--- CO NALEŻY ZROBIĆ ---
Zwróć w niezmienionej postaci wszystkie wiersze zamieszczonego poniżej zestawienia, pomijając zdjęcia.

Dane do oznaczania obrysów:
══════════════════════════════

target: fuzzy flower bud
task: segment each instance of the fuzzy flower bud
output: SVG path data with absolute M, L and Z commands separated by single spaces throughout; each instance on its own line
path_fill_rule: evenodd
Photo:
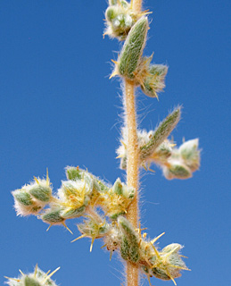
M 135 13 L 131 4 L 125 0 L 110 1 L 105 12 L 106 29 L 104 35 L 126 39 L 130 29 L 144 13 Z
M 53 271 L 51 273 L 45 273 L 40 270 L 37 265 L 35 267 L 35 271 L 29 274 L 24 274 L 21 271 L 21 275 L 18 278 L 9 278 L 5 282 L 9 286 L 57 286 L 56 283 L 51 280 L 51 276 L 58 271 L 60 267 Z
M 179 153 L 186 164 L 192 172 L 198 170 L 200 167 L 200 150 L 198 150 L 199 139 L 192 139 L 184 142 L 179 147 Z
M 146 17 L 140 18 L 130 29 L 118 60 L 118 73 L 128 80 L 135 79 L 135 72 L 144 48 L 148 29 Z
M 168 66 L 152 64 L 146 69 L 146 74 L 141 80 L 141 89 L 150 97 L 158 97 L 157 93 L 165 88 L 164 80 Z
M 117 179 L 113 187 L 107 192 L 102 193 L 101 206 L 111 219 L 116 219 L 119 215 L 127 212 L 135 197 L 135 189 L 127 187 L 120 179 Z
M 118 218 L 118 225 L 122 233 L 120 243 L 121 257 L 125 260 L 137 263 L 140 258 L 139 238 L 131 223 L 123 216 Z
M 12 192 L 18 215 L 38 214 L 52 200 L 52 188 L 46 180 L 35 178 L 35 181 Z
M 78 181 L 64 181 L 58 190 L 60 205 L 64 206 L 61 216 L 65 219 L 78 217 L 83 214 L 93 191 L 93 181 L 88 174 Z
M 179 250 L 182 246 L 172 243 L 165 247 L 158 256 L 153 259 L 153 274 L 159 279 L 173 280 L 181 276 L 180 271 L 188 270 L 181 259 Z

══════════════════════════════

--- ROZWIĄZANIE ---
target: fuzzy flower bud
task: segment each instance of the fuzzy flower bud
output: SVG path data with absolute M, L and Z commands separated by single spaces throughout; each instance on its own line
path_fill_rule: evenodd
Photo:
M 135 13 L 131 4 L 125 0 L 110 1 L 105 12 L 106 29 L 104 35 L 126 39 L 130 29 L 144 13 Z
M 53 271 L 51 273 L 45 273 L 40 270 L 37 265 L 35 267 L 35 271 L 29 274 L 24 274 L 21 271 L 21 275 L 18 278 L 9 278 L 5 282 L 9 286 L 57 286 L 56 283 L 51 280 L 51 276 L 58 271 L 60 267 Z
M 179 153 L 186 164 L 192 172 L 198 170 L 200 167 L 200 150 L 198 150 L 199 139 L 192 139 L 184 142 L 179 147 Z
M 146 17 L 140 18 L 130 29 L 118 60 L 118 73 L 128 80 L 135 79 L 135 72 L 144 48 L 148 29 Z
M 168 66 L 152 64 L 146 69 L 146 74 L 141 80 L 141 89 L 150 97 L 158 97 L 157 93 L 165 88 L 164 80 Z
M 117 179 L 113 187 L 107 192 L 102 193 L 101 206 L 111 219 L 116 219 L 119 215 L 127 212 L 135 197 L 135 189 L 127 187 L 120 179 Z
M 118 218 L 118 225 L 122 233 L 120 243 L 121 257 L 125 260 L 137 263 L 140 258 L 139 238 L 131 223 L 123 216 Z
M 12 192 L 18 215 L 38 214 L 52 200 L 52 188 L 46 180 L 35 178 L 35 181 Z
M 78 181 L 64 181 L 58 190 L 60 205 L 64 206 L 61 216 L 65 219 L 78 217 L 83 214 L 93 191 L 93 181 L 88 174 Z
M 179 250 L 182 246 L 172 243 L 165 247 L 158 256 L 153 259 L 153 274 L 159 279 L 173 280 L 181 276 L 180 271 L 188 270 L 181 259 Z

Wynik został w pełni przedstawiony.